*Document passage*:
══════════
In 1990, Auburn hired David Marsh who would take the Tigers to new heights. He led the 1994 men to an SEC title, the first in school history. That same year, the Tiger women won the 200 yd medley relay, becoming the first team outside of Stanford, Texas, or Florida to win an NCAA title in a relay at the NCAA meet. The men would go on to win the 1997 national championship, the first team in Auburn history to win an NCAA title. The women swimmers became the first Auburn women's team to win an NCAA title in 2002. The women would then win the SEC title in 2003 for the first time, with the men also winning an SEC Championship (their seventh consecutive) marking the first time the men's and women's SEC championships were held by the same school. Later that year, the Auburn teams combined to sweep the NCAA titles, another first for men's and women's teams coached by the same person. Auburn had established itself as a national swimming power. Auburn had another first for a swimming program in 2005. After winning the 2005 national title the Auburn men's team became the first men's swimming and diving team invited to be honored at the White House by then President George W. Bush. The women joined the men the next year.
══════════
*Records*:
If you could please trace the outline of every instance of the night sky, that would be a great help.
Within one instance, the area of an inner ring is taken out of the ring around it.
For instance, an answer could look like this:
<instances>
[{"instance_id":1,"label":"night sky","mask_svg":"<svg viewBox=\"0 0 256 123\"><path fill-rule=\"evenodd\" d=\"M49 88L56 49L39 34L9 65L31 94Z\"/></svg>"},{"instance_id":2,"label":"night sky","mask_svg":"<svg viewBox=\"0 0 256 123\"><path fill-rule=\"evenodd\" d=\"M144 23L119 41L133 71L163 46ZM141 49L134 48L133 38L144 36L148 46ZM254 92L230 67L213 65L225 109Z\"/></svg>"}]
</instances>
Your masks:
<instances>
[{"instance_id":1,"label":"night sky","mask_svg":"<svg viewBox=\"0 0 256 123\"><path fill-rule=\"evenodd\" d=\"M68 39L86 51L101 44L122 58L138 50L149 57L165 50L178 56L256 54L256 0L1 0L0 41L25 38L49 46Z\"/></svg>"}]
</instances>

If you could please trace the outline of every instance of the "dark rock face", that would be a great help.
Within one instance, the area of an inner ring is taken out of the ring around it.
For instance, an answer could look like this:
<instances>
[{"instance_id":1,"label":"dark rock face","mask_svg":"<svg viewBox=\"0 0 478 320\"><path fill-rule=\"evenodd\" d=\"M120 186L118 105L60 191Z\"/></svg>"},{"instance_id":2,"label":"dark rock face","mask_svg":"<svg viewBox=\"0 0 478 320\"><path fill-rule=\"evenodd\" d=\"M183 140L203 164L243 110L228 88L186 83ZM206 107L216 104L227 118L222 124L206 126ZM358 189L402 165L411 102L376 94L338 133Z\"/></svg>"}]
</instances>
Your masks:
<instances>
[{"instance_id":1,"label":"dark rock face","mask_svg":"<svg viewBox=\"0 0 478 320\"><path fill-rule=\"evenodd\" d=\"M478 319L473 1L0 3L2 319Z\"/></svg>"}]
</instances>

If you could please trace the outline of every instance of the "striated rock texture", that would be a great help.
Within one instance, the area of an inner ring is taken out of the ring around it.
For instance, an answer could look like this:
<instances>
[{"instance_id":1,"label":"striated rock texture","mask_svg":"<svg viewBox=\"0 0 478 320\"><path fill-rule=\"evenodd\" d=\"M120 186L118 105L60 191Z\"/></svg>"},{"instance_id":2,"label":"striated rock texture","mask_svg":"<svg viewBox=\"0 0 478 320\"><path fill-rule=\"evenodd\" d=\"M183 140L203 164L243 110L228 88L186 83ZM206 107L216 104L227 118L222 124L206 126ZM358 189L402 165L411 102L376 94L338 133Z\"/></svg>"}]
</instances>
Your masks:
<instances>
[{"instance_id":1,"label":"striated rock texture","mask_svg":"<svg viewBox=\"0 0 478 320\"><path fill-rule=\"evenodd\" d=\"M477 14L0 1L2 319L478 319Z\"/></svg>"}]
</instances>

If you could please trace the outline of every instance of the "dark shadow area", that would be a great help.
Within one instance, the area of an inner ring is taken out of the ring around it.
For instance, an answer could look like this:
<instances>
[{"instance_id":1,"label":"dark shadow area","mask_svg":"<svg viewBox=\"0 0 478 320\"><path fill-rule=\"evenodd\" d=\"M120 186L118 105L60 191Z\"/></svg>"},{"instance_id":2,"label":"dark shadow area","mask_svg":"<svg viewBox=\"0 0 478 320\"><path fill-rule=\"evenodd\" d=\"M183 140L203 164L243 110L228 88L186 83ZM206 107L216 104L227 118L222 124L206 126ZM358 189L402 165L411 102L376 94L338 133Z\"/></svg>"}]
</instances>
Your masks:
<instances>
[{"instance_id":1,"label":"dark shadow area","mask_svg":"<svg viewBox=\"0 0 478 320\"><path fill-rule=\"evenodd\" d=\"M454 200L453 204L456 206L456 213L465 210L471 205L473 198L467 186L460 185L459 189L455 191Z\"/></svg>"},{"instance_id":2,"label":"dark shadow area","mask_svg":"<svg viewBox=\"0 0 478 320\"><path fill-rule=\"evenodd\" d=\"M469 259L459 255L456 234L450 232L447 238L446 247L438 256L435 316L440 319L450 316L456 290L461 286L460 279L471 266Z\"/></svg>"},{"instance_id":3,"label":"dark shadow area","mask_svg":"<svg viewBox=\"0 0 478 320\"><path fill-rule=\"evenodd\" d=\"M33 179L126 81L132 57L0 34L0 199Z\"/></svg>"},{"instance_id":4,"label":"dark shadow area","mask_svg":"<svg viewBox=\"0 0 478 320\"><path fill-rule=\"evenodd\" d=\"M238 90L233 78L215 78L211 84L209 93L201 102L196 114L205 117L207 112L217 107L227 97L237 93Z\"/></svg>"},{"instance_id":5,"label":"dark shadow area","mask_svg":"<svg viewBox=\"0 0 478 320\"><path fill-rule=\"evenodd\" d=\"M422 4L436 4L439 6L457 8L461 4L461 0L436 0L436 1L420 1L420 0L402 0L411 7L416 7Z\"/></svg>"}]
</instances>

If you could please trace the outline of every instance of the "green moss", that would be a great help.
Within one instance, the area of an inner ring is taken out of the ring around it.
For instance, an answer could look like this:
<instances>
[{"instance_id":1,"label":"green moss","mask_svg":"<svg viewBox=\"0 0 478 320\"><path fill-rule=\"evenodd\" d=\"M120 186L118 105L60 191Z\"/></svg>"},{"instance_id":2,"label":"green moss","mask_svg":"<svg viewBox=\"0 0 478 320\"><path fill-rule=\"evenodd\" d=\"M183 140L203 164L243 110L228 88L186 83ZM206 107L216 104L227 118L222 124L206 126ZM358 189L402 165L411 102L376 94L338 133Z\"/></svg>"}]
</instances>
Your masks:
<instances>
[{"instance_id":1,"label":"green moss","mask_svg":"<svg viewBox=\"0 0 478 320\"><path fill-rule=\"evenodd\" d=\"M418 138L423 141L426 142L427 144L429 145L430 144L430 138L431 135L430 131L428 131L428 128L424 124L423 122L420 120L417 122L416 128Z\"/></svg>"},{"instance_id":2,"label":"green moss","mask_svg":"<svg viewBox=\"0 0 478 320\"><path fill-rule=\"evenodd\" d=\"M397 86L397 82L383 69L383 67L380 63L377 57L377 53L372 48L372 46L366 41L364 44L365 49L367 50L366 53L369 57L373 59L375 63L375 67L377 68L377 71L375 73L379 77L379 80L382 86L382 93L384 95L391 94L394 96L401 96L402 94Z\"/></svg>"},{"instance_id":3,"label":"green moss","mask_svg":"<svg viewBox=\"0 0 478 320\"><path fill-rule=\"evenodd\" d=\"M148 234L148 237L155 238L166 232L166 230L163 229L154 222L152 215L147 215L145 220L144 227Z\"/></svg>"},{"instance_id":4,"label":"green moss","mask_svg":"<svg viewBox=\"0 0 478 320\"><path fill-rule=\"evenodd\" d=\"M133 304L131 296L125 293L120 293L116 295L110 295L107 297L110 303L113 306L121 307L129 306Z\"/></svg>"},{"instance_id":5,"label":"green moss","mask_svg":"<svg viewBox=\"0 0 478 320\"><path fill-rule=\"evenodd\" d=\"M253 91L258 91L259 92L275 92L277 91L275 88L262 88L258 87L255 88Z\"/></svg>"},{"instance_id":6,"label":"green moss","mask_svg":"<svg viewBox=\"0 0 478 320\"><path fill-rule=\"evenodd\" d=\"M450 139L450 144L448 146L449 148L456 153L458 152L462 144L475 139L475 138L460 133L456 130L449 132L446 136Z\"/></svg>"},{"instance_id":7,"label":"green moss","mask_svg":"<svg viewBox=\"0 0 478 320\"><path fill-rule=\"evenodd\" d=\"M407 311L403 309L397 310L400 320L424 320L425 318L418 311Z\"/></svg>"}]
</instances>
══════════
*Instructions to follow*:
Summarize the passage above on Auburn swimming in two sentences.

*Your response*:
After Auburn hired David Marsh in 1990, he led the men to the school's first SEC title in 1994, and the men later became the first Auburn team to win an NCAA title in 1997, while the women won their first NCAA title in 2002. In 2003 both teams won SEC titles and swept the NCAA titles, making Auburn a national swimming power, and after the 2005 national title the men became the first men's swimming and diving team invited to be honored at the White House, with the women joining them the next year.